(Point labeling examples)
▶

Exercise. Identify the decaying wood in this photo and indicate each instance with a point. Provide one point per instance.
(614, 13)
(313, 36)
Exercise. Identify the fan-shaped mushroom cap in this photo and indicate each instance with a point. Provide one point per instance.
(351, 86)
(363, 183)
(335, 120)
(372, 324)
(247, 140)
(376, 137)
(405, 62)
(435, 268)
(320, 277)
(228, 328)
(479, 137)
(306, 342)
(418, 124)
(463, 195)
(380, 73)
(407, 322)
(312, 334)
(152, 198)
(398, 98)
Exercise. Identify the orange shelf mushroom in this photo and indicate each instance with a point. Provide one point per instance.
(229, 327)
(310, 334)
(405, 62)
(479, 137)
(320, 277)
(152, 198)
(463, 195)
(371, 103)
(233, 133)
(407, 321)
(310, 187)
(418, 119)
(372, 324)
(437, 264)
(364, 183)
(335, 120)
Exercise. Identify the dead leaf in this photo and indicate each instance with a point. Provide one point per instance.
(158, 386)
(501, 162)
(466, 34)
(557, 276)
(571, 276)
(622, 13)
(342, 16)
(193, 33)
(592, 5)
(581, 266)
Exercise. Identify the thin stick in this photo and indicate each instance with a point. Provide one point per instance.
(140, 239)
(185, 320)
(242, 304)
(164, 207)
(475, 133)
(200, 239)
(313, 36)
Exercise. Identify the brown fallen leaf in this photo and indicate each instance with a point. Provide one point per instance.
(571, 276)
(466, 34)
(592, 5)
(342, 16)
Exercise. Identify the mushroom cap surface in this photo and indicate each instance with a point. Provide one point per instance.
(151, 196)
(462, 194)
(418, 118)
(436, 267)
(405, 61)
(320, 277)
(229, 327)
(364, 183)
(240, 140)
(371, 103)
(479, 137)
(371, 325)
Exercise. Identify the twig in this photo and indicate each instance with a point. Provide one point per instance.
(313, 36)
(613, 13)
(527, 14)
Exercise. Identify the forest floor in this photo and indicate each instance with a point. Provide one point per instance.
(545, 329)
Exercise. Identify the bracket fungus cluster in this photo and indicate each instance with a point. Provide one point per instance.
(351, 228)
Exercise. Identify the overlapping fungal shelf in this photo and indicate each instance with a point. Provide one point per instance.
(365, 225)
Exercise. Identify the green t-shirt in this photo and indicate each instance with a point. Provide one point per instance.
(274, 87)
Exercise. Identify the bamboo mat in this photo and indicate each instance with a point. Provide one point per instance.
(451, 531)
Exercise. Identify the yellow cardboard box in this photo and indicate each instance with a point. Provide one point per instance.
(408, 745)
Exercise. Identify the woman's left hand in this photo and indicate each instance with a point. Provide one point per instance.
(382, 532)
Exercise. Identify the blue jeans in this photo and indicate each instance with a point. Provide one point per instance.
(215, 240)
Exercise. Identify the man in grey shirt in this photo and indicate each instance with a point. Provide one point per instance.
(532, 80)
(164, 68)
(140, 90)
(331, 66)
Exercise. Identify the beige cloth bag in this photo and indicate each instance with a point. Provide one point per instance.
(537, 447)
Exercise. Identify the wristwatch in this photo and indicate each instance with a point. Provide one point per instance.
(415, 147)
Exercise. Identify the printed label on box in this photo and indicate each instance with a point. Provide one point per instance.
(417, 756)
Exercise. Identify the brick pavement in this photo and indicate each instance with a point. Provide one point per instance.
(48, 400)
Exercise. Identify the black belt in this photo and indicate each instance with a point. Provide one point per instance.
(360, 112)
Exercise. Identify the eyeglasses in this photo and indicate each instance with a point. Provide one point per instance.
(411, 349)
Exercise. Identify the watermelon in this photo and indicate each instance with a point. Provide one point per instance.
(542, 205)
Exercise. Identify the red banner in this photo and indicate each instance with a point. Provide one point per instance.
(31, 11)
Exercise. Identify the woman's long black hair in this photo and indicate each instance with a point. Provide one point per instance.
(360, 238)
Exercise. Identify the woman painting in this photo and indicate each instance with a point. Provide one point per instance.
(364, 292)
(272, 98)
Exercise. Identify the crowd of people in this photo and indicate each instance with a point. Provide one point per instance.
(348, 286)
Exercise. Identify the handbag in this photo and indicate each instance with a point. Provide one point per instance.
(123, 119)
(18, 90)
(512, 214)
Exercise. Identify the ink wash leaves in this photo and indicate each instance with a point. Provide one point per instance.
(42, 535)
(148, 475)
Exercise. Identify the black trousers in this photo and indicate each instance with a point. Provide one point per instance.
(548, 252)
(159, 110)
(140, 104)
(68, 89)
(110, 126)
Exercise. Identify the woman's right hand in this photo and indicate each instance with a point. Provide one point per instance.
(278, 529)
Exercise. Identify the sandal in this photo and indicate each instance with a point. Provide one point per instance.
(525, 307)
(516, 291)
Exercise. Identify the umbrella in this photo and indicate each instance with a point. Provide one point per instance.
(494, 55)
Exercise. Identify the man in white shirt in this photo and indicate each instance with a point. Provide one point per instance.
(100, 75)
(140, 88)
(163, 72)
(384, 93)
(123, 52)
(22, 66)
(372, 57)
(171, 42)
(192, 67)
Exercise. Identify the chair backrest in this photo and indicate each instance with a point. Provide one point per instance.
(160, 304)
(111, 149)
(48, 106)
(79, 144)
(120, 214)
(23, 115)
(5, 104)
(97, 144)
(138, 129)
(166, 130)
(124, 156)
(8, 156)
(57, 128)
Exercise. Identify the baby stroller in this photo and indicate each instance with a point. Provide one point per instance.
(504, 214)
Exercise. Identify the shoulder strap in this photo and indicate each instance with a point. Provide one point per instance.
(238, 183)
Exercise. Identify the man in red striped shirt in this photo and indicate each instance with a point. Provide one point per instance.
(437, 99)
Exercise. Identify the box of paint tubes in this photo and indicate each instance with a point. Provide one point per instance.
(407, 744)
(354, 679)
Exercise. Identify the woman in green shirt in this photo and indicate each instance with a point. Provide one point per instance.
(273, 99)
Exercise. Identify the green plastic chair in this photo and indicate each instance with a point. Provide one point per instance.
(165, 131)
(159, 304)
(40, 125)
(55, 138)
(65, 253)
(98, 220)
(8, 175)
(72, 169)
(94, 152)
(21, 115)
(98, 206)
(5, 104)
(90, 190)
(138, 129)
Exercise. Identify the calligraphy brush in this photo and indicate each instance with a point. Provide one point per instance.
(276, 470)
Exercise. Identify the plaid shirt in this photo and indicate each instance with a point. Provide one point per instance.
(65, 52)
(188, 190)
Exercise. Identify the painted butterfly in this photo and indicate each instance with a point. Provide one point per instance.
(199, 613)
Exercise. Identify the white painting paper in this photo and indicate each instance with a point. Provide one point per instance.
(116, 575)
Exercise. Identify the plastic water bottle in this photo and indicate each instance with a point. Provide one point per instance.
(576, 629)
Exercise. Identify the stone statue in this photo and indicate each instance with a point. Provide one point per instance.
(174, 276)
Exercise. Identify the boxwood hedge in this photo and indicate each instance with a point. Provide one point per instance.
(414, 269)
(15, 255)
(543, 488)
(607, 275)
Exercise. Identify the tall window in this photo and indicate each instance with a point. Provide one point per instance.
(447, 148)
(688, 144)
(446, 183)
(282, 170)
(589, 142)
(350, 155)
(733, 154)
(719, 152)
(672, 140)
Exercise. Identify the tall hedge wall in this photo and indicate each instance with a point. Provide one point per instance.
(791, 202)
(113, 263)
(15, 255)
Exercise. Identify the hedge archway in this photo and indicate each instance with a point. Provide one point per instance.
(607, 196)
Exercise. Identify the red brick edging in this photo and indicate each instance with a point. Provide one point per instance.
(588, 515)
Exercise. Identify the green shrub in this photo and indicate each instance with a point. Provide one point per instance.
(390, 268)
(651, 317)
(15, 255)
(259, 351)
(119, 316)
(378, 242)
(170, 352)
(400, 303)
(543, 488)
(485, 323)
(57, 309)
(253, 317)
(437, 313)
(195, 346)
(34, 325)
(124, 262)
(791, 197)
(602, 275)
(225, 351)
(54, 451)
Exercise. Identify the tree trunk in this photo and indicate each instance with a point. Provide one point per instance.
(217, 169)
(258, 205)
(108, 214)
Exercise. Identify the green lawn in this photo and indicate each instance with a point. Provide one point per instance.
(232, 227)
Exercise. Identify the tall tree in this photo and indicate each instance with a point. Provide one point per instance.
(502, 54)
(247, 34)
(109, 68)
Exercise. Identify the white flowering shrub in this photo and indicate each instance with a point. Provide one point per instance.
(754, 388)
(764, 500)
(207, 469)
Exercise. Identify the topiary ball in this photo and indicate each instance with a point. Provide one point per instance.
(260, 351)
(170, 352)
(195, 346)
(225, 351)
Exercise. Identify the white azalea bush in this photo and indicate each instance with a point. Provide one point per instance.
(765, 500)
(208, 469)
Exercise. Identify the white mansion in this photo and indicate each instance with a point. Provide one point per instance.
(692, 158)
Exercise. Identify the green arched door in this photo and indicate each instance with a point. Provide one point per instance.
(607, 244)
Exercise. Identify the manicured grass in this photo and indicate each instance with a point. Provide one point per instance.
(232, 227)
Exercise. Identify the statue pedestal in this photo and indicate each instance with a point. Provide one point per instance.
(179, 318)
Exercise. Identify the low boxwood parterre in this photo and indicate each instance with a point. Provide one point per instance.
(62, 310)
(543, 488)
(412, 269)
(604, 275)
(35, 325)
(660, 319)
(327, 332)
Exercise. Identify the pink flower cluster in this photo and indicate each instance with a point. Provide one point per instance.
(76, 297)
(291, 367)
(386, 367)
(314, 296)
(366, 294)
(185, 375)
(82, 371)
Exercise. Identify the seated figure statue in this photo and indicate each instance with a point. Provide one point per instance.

◀

§ **Aim of the task**
Return the lines from the line containing "Exercise. Identify the manicured" to the end of the entries above, exactly as they appear and with no other output.

§ **In response**
Exercise. Identify the manicured grass in this photo and indicate each instance with a point. Provide one point per instance.
(232, 227)
Exercise. Identify the statue pedestal in this photo and indicate each instance with a point. Provide one point per instance.
(179, 318)
Exercise. Identify the low boxwood parterre in this photo and indicate each instance with a point. Provide one point per instance.
(62, 310)
(543, 488)
(412, 269)
(604, 275)
(35, 325)
(660, 319)
(327, 332)
Exercise. Identify the pink flower cluster in this photo and indicate each instance with a point. Provide one point per instance.
(76, 297)
(291, 367)
(386, 367)
(314, 296)
(366, 294)
(185, 375)
(82, 371)
Exercise. Identify the seated figure statue in this photo and indicate each instance with a point. Provide one point per instance.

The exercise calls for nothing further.